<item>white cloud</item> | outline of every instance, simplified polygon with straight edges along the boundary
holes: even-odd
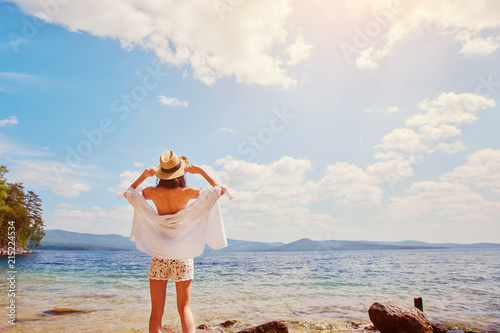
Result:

#####

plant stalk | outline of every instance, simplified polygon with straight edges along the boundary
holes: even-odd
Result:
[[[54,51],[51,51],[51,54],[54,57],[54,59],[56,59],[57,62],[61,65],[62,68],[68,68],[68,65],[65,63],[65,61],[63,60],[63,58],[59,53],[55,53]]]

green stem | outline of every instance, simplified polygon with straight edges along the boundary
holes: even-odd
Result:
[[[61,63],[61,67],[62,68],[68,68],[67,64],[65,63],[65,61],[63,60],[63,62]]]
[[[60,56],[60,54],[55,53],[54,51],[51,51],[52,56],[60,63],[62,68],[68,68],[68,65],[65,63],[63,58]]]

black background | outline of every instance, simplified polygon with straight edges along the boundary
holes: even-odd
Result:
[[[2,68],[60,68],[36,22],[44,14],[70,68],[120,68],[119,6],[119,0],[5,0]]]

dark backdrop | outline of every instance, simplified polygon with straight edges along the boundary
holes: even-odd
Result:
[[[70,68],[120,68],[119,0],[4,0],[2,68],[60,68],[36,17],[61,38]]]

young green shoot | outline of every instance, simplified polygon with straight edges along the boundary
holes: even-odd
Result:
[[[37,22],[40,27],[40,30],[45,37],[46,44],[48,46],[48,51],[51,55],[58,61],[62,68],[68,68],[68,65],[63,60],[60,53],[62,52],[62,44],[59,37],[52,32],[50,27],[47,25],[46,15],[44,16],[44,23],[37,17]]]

#####

(Work required) Go through the entries above and copy out every line that includes the word "instance".

(Written answer)
<item>white cloud</item> | outline of every instance, simplified polygon with straight edges along the boundary
plant stalk | outline of every instance, simplified polygon with straight edges along the boundary
green stem | outline of every instance, simplified polygon with straight edges along the boundary
black background | outline of every instance, simplified polygon with straight edges along the boundary
dark backdrop | outline of every instance, simplified polygon with straight edges along the boundary
young green shoot | outline of every instance, simplified polygon with straight edges along the boundary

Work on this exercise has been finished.